Your answer should be the records again, unchanged in wording and free of images.

[INFORMATION — start]

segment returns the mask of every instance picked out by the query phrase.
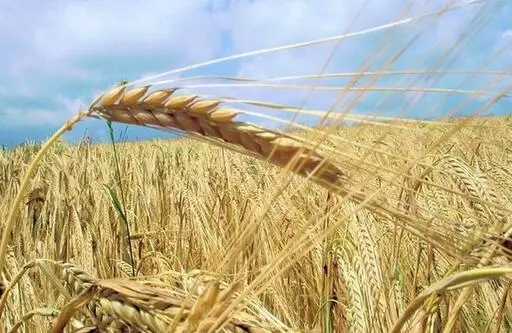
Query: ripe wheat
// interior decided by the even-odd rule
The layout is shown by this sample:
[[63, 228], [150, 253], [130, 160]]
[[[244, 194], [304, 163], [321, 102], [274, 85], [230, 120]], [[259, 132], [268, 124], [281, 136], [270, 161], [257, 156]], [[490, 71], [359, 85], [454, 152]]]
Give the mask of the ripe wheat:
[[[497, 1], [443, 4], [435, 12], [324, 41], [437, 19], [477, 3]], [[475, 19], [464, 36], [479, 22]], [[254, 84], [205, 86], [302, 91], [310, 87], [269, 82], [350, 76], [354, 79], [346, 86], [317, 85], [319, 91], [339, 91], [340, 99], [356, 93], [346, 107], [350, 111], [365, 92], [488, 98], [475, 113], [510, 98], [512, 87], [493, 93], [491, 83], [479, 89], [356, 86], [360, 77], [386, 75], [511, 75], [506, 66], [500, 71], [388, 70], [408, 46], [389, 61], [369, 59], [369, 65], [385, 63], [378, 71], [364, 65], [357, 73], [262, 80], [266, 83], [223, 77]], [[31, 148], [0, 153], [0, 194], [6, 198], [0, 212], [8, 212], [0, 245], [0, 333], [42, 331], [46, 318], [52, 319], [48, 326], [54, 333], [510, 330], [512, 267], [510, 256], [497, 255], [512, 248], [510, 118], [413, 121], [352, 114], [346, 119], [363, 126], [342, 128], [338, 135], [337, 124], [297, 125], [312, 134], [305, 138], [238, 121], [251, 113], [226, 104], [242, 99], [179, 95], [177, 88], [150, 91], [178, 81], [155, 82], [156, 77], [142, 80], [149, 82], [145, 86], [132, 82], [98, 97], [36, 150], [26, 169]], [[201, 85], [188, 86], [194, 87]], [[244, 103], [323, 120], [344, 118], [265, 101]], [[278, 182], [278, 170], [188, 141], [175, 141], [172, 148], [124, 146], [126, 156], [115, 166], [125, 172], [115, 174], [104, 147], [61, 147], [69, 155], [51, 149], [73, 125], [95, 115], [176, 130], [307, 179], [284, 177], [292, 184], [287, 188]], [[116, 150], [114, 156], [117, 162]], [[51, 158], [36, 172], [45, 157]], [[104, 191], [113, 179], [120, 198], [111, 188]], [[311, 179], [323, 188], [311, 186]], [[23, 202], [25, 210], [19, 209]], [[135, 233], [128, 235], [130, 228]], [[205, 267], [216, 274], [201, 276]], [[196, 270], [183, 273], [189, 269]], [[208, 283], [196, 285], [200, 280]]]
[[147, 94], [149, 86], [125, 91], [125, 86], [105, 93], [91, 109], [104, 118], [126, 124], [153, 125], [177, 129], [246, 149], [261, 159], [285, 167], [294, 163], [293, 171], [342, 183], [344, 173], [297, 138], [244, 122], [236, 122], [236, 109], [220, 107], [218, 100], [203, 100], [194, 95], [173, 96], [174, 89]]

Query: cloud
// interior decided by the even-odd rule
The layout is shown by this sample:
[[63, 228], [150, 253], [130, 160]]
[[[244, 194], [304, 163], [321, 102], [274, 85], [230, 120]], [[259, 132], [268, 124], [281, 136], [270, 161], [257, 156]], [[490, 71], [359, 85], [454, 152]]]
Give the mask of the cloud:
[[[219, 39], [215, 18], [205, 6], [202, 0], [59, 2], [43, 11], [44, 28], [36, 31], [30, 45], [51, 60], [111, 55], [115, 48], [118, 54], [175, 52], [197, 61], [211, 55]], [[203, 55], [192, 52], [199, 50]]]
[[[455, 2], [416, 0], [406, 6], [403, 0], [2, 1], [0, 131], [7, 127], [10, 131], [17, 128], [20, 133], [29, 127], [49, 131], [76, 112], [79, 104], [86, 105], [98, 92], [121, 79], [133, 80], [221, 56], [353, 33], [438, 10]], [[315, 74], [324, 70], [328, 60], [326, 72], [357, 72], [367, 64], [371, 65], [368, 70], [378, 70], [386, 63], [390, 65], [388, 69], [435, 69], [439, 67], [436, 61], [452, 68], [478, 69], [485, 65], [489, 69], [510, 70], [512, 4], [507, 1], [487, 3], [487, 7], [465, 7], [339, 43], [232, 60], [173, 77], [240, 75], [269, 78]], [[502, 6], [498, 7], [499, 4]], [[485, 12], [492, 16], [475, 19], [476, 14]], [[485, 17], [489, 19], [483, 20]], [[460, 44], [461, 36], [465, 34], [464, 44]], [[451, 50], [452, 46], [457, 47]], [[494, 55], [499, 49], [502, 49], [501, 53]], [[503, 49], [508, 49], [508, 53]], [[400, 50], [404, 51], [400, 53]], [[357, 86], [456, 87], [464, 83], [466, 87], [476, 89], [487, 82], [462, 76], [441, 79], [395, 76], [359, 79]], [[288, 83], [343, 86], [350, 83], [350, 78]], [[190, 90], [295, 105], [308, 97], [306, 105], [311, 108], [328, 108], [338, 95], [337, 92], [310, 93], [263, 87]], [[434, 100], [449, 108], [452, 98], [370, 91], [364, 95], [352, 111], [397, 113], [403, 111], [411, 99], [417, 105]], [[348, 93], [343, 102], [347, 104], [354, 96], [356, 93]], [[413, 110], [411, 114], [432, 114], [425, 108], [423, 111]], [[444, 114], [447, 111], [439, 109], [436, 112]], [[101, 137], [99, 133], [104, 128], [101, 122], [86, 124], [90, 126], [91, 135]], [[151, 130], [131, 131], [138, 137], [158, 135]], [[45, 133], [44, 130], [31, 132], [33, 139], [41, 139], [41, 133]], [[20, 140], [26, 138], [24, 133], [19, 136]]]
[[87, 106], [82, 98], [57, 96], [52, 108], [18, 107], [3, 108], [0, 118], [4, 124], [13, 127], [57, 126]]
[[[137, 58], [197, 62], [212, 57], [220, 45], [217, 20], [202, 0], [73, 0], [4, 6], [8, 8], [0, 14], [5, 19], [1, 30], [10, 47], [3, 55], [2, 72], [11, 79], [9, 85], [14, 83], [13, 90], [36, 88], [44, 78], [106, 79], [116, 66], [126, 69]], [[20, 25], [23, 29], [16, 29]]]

[INFORMATION — finish]

RESPONSE FOR THIS EXERCISE →
segment returns the mask of every instance picked out by the query phrase.
Query: ripe wheat
// interior decided by the even-odd rule
The layout is shown by this sample:
[[63, 228], [150, 253], [130, 160]]
[[[244, 194], [304, 163], [321, 102], [274, 85], [230, 120]], [[259, 132], [268, 124], [281, 136], [270, 161], [257, 156]], [[490, 71], [359, 85], [454, 152]]]
Give the mask of the ripe wheat:
[[[497, 1], [443, 4], [435, 12], [324, 41], [437, 19], [477, 3]], [[475, 19], [464, 36], [479, 22]], [[254, 84], [205, 86], [302, 91], [310, 87], [269, 82], [350, 76], [354, 79], [346, 86], [317, 85], [319, 91], [339, 91], [340, 99], [356, 93], [346, 107], [350, 111], [365, 92], [488, 98], [475, 113], [510, 98], [512, 87], [493, 93], [491, 83], [479, 89], [356, 86], [360, 77], [386, 75], [511, 75], [506, 66], [500, 71], [388, 70], [408, 46], [389, 61], [369, 59], [369, 65], [385, 63], [378, 71], [364, 65], [357, 73], [262, 80], [266, 83], [223, 77]], [[31, 148], [0, 153], [0, 194], [6, 198], [0, 212], [8, 212], [0, 245], [0, 333], [42, 331], [46, 318], [52, 319], [48, 326], [54, 333], [510, 330], [512, 267], [510, 256], [497, 255], [512, 248], [510, 118], [413, 121], [352, 114], [346, 119], [363, 126], [342, 128], [338, 135], [337, 124], [297, 125], [312, 134], [305, 138], [238, 121], [251, 113], [226, 104], [242, 99], [179, 95], [177, 88], [150, 91], [178, 81], [155, 82], [156, 77], [142, 80], [149, 82], [145, 86], [132, 82], [98, 97], [36, 150], [26, 169]], [[201, 85], [188, 86], [194, 87]], [[244, 103], [323, 120], [344, 118], [265, 101]], [[278, 182], [278, 170], [188, 141], [175, 141], [172, 148], [124, 146], [126, 156], [115, 166], [125, 172], [115, 174], [104, 147], [61, 147], [69, 155], [51, 149], [73, 125], [95, 115], [176, 130], [307, 179], [284, 177], [292, 184], [287, 188]], [[116, 150], [114, 156], [117, 162]], [[51, 158], [36, 172], [45, 157]], [[104, 191], [113, 179], [120, 198], [111, 188]], [[311, 179], [323, 188], [311, 186]], [[23, 202], [25, 210], [19, 209]], [[135, 233], [128, 235], [130, 228]], [[205, 267], [216, 274], [201, 276]], [[196, 270], [183, 273], [189, 269]], [[208, 283], [196, 285], [200, 280]]]
[[147, 94], [149, 86], [125, 91], [125, 86], [105, 93], [91, 109], [104, 118], [126, 124], [153, 125], [177, 129], [246, 149], [261, 159], [285, 167], [294, 163], [293, 171], [342, 183], [344, 173], [297, 138], [244, 122], [236, 122], [236, 109], [220, 107], [218, 100], [203, 100], [194, 95], [173, 96], [174, 89]]

Query: cloud
// interior decided by the even-odd rule
The layout is shown by this sample:
[[63, 228], [150, 253], [130, 160]]
[[[244, 194], [304, 163], [321, 102], [274, 85], [230, 120]], [[259, 132], [268, 124], [281, 136], [270, 161], [257, 156]], [[490, 71], [359, 85], [454, 152]]]
Give the mask of the cloud:
[[[219, 39], [215, 18], [205, 6], [202, 0], [59, 2], [43, 11], [44, 28], [36, 31], [30, 45], [51, 60], [111, 55], [115, 48], [118, 54], [175, 52], [197, 61], [211, 55]], [[203, 55], [192, 52], [199, 50]]]
[[[455, 2], [416, 0], [406, 6], [403, 0], [2, 1], [0, 131], [7, 127], [10, 131], [17, 128], [20, 133], [29, 127], [49, 131], [76, 112], [79, 104], [86, 105], [98, 92], [121, 79], [133, 80], [221, 56], [353, 33], [438, 10]], [[315, 74], [324, 70], [328, 60], [326, 72], [357, 72], [367, 64], [371, 65], [368, 70], [378, 70], [386, 63], [390, 65], [388, 69], [435, 69], [439, 67], [436, 61], [452, 68], [478, 69], [485, 65], [489, 69], [510, 70], [512, 4], [507, 1], [487, 3], [487, 7], [465, 7], [339, 43], [232, 60], [173, 77], [240, 75], [269, 78]], [[502, 6], [498, 7], [499, 4]], [[485, 12], [492, 16], [475, 19], [476, 14]], [[485, 17], [489, 19], [483, 20]], [[460, 44], [461, 36], [465, 34], [464, 44]], [[451, 50], [452, 46], [457, 47]], [[494, 55], [499, 49], [502, 49], [501, 53]], [[503, 49], [508, 49], [508, 53]], [[400, 50], [404, 51], [400, 53]], [[357, 86], [456, 87], [464, 83], [466, 87], [476, 89], [487, 82], [462, 76], [441, 79], [395, 76], [359, 79]], [[288, 83], [343, 86], [350, 83], [350, 78]], [[190, 90], [295, 105], [308, 97], [306, 105], [311, 108], [328, 108], [338, 95], [337, 92], [310, 93], [263, 87]], [[434, 100], [449, 108], [452, 98], [370, 91], [364, 95], [352, 111], [397, 113], [403, 111], [411, 99], [417, 105]], [[348, 93], [343, 102], [347, 104], [354, 96], [356, 93]], [[413, 110], [411, 114], [432, 114], [425, 108], [423, 111]], [[444, 114], [447, 111], [439, 109], [436, 112]], [[101, 137], [99, 133], [104, 128], [101, 122], [86, 124], [90, 126], [91, 135]], [[151, 130], [131, 131], [138, 137], [158, 135]], [[45, 133], [44, 130], [31, 132], [33, 139], [41, 139], [41, 133]], [[20, 140], [26, 138], [24, 133], [19, 136]]]
[[87, 106], [82, 98], [57, 96], [52, 108], [18, 107], [3, 108], [0, 118], [4, 124], [13, 127], [57, 126]]
[[[137, 58], [197, 62], [212, 57], [220, 45], [217, 20], [202, 0], [73, 0], [4, 6], [8, 8], [0, 14], [5, 19], [1, 30], [10, 47], [3, 55], [2, 72], [11, 79], [9, 85], [14, 83], [13, 90], [36, 88], [44, 78], [106, 79], [116, 66], [126, 69]], [[20, 25], [23, 29], [16, 29]]]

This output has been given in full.